STORED ROWS:
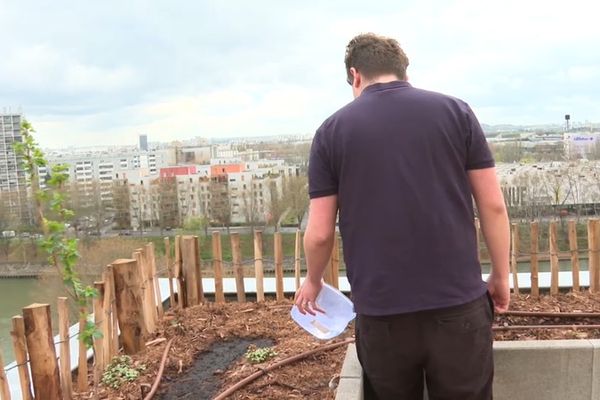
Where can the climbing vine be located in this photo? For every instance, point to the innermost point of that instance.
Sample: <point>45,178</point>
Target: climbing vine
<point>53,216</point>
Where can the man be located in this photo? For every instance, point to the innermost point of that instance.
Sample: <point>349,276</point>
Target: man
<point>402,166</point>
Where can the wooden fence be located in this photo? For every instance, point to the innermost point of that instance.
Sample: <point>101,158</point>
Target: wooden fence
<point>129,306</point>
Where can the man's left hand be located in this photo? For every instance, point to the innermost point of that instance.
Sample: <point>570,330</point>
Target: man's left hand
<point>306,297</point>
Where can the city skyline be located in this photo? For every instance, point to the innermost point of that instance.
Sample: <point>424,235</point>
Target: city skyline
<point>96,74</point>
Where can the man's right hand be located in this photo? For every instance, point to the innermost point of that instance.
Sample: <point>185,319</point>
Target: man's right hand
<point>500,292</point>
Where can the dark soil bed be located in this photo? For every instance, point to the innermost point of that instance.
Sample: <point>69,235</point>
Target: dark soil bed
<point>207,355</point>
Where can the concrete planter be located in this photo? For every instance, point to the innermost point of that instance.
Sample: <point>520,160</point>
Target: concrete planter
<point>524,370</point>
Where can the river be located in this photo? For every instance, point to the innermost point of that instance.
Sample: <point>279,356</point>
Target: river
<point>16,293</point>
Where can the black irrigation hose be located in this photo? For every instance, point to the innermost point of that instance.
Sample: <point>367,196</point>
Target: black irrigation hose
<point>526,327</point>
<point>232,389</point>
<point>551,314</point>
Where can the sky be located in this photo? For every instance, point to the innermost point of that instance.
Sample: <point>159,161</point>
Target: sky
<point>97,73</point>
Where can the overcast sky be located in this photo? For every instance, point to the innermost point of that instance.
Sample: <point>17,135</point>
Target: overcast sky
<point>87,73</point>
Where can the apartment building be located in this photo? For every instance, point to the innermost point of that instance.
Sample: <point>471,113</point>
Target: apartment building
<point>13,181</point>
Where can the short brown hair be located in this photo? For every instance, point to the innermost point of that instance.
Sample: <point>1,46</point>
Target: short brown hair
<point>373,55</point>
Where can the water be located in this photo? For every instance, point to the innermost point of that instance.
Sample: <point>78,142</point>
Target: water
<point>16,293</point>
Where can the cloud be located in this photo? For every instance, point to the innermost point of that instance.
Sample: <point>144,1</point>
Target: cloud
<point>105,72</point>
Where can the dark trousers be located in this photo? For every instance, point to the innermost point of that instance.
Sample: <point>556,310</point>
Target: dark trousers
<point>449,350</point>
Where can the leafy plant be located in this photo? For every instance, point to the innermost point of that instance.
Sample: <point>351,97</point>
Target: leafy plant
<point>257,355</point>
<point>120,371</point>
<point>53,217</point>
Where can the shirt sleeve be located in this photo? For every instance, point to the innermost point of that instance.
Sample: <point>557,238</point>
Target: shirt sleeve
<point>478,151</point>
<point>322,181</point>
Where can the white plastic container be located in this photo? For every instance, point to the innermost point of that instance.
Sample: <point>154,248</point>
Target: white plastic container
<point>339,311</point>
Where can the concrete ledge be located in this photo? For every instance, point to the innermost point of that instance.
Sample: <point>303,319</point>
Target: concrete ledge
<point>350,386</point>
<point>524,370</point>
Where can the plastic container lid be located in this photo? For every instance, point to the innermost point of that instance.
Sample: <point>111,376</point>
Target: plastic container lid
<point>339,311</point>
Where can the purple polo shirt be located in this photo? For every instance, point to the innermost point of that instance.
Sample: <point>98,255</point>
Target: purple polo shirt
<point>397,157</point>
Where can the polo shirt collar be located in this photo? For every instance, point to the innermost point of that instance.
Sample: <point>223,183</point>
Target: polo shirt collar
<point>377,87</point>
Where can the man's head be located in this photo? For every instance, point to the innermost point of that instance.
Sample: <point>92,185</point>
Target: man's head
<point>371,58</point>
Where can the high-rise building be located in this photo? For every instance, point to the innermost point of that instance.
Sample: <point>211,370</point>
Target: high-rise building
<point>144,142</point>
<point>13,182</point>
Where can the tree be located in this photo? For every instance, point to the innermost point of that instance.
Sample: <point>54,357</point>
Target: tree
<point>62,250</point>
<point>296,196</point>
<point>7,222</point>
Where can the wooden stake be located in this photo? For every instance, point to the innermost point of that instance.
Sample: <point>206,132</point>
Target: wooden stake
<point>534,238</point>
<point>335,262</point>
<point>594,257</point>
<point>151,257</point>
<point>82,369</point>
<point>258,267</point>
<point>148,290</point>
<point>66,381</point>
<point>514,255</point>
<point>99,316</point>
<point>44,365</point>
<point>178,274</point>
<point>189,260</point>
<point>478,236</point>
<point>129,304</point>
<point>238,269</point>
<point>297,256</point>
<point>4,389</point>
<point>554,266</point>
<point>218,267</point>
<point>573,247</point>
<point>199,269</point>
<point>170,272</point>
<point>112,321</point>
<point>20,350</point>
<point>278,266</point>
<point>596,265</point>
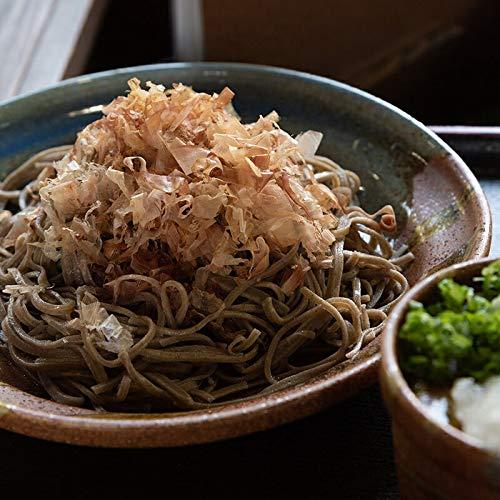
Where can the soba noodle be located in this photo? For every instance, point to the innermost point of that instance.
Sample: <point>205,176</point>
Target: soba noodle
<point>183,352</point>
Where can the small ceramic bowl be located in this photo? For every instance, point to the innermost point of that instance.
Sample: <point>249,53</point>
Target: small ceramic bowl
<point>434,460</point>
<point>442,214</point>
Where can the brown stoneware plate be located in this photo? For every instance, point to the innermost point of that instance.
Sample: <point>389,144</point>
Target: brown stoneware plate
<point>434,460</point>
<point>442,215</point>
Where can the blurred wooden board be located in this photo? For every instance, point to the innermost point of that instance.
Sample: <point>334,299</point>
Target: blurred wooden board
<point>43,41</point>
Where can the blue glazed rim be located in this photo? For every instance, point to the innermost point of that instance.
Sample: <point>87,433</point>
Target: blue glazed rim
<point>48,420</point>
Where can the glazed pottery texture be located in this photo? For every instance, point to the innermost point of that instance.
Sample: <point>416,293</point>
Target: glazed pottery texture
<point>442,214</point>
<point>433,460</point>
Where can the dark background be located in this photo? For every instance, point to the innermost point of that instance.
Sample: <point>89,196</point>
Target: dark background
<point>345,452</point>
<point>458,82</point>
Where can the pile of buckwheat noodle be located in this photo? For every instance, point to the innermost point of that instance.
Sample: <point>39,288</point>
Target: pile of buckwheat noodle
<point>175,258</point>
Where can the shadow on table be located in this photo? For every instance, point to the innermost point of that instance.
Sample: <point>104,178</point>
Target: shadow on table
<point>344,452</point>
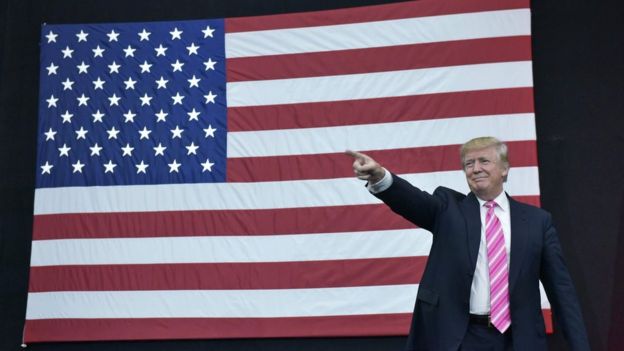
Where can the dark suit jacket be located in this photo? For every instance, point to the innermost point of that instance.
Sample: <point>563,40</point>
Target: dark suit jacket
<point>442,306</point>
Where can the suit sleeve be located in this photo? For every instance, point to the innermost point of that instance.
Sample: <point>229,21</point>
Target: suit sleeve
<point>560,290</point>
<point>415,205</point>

* * *

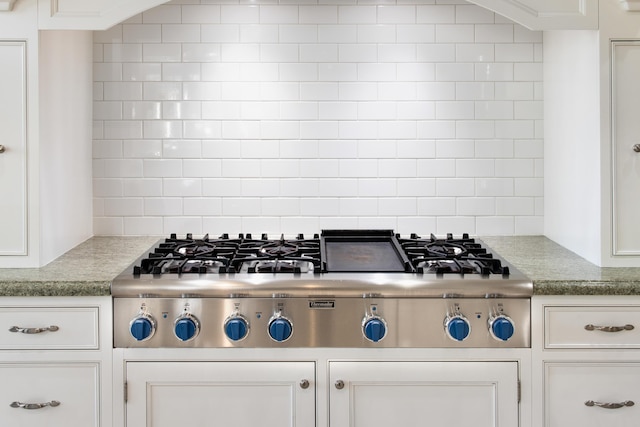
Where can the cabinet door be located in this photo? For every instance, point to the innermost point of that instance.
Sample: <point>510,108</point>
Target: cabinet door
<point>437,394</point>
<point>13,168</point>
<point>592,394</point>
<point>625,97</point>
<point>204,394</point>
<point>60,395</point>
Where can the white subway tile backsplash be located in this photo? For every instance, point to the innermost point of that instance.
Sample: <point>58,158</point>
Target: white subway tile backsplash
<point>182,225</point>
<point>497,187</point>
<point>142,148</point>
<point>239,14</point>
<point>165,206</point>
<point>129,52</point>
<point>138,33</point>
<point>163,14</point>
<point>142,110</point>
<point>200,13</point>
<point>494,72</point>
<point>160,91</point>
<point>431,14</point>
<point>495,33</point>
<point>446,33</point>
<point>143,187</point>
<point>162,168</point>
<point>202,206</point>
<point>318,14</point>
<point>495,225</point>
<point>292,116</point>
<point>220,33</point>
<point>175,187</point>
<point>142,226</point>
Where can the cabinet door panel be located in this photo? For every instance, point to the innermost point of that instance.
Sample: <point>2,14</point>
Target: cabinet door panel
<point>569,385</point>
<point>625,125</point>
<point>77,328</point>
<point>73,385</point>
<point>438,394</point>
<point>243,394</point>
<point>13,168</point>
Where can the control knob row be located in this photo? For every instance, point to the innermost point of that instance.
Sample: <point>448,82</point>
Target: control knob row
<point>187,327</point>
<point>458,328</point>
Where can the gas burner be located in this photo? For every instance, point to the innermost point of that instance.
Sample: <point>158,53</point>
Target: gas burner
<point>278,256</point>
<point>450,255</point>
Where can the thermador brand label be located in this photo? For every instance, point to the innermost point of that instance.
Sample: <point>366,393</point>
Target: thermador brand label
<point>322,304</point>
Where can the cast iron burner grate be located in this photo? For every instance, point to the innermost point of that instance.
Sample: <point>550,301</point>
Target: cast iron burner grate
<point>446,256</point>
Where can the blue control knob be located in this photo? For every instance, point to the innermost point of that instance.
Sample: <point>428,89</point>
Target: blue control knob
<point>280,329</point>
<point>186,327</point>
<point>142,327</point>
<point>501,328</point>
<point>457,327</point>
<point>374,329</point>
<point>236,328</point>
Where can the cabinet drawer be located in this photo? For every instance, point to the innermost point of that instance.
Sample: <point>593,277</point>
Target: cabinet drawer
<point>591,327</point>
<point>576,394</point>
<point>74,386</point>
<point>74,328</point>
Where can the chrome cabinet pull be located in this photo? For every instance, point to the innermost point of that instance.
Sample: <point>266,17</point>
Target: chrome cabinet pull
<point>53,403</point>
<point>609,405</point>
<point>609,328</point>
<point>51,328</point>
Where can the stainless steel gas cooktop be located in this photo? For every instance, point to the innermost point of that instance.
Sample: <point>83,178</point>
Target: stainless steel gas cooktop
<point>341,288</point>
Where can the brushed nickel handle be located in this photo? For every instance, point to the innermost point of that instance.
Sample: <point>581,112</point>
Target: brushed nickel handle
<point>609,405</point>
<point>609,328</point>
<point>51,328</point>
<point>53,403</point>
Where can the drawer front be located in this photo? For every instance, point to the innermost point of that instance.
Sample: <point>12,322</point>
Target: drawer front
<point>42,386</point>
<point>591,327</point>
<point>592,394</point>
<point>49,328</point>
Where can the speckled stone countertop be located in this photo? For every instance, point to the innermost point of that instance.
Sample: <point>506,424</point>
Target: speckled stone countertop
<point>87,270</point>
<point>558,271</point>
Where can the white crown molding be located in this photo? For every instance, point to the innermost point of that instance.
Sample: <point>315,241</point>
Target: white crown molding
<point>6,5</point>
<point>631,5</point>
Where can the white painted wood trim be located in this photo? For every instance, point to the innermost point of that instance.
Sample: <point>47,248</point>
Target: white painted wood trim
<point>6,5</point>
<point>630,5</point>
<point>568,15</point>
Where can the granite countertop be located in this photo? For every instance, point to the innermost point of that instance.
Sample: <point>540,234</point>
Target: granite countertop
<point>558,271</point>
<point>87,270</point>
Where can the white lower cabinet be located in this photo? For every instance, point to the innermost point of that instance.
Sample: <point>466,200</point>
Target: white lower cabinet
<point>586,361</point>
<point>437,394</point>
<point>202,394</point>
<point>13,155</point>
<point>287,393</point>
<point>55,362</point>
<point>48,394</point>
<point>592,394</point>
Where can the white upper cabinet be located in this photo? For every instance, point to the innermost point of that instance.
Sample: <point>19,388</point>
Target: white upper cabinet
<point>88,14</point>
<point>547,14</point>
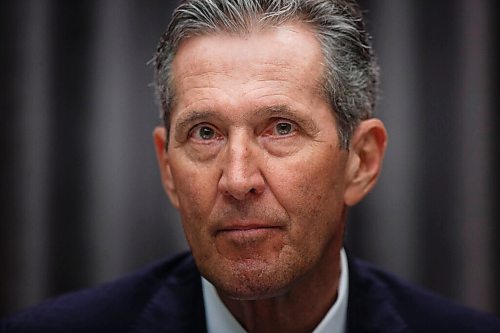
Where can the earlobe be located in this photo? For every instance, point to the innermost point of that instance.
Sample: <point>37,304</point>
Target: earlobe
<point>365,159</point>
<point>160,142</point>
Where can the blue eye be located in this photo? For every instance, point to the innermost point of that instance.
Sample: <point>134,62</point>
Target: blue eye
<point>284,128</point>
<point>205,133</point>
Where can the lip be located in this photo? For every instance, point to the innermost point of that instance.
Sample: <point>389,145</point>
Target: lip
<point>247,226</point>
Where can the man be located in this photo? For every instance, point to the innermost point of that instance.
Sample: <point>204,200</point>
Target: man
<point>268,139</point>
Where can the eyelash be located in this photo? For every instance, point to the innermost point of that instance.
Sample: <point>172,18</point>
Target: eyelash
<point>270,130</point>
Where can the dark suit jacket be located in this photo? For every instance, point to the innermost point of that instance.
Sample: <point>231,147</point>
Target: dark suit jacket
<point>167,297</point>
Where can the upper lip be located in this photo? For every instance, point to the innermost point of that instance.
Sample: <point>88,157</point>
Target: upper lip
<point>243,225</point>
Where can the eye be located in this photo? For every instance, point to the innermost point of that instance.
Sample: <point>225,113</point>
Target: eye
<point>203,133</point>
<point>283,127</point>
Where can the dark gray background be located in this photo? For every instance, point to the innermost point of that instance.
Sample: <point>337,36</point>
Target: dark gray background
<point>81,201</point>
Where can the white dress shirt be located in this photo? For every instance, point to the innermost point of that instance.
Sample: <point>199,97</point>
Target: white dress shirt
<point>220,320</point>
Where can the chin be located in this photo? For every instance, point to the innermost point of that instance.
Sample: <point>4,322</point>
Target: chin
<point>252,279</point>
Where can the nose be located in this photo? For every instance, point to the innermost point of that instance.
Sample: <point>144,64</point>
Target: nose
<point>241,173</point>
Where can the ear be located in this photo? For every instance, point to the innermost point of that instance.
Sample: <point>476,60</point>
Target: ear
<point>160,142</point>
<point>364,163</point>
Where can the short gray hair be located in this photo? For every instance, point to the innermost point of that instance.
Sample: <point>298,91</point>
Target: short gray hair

...

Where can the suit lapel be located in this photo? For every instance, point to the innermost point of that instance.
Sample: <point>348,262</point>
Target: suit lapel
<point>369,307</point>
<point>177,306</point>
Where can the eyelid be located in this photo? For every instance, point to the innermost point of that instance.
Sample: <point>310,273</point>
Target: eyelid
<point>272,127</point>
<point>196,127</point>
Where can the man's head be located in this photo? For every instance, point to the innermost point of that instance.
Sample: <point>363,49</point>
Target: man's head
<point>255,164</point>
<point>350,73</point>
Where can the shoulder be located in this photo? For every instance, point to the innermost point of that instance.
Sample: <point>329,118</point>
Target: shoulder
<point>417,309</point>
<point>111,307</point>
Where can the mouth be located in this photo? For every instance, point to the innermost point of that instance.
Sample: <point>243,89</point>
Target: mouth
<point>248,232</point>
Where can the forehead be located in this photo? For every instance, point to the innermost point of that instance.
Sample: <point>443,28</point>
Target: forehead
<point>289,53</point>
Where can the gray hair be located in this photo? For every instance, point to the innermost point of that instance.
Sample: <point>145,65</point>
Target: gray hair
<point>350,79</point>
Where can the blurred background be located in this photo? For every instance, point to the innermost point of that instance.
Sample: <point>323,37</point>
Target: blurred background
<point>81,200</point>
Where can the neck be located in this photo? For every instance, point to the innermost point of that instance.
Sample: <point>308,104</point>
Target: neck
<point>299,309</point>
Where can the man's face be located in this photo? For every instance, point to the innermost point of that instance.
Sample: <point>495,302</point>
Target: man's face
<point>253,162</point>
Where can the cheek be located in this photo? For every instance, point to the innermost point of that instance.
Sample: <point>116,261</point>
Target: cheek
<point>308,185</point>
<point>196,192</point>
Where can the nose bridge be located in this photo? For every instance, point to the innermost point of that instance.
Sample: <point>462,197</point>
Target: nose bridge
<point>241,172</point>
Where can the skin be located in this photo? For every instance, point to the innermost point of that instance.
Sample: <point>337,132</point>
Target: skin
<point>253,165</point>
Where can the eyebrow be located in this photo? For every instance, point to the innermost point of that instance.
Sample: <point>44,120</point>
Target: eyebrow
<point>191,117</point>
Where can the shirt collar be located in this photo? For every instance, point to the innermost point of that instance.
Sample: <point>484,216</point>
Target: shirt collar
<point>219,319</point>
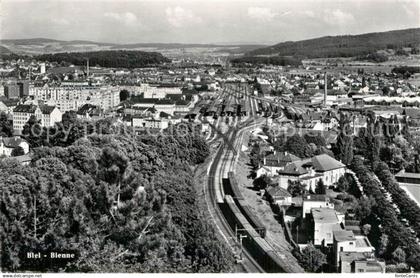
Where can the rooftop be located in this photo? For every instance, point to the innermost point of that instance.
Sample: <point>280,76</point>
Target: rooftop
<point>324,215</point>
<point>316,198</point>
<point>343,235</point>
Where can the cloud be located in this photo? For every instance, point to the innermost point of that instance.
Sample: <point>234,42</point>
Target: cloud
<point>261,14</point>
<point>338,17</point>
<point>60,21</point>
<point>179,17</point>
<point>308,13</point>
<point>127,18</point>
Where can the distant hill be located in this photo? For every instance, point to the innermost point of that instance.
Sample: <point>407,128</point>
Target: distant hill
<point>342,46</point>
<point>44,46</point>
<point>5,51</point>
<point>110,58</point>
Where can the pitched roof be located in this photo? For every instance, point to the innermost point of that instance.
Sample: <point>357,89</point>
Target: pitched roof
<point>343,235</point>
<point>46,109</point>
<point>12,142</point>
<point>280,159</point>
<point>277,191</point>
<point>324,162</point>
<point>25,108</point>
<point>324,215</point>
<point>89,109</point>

REQUIRED WORK: Switch "buckwheat noodle" to "soba noodle" in the records starting at the line containing "Where can the dark background" and ending at the line containing "<point>175,258</point>". Return only those lines, with nothing else altered.

RESPONSE:
Where can the dark background be located in this photo? For every instance, point to the innermost point of that instance.
Sample: <point>89,196</point>
Target: dark background
<point>345,452</point>
<point>458,82</point>
Where can the pile of soba noodle be located in this photo? For every instance, point to the innermost point of that instance.
Sample: <point>39,288</point>
Target: pile of soba noodle
<point>175,258</point>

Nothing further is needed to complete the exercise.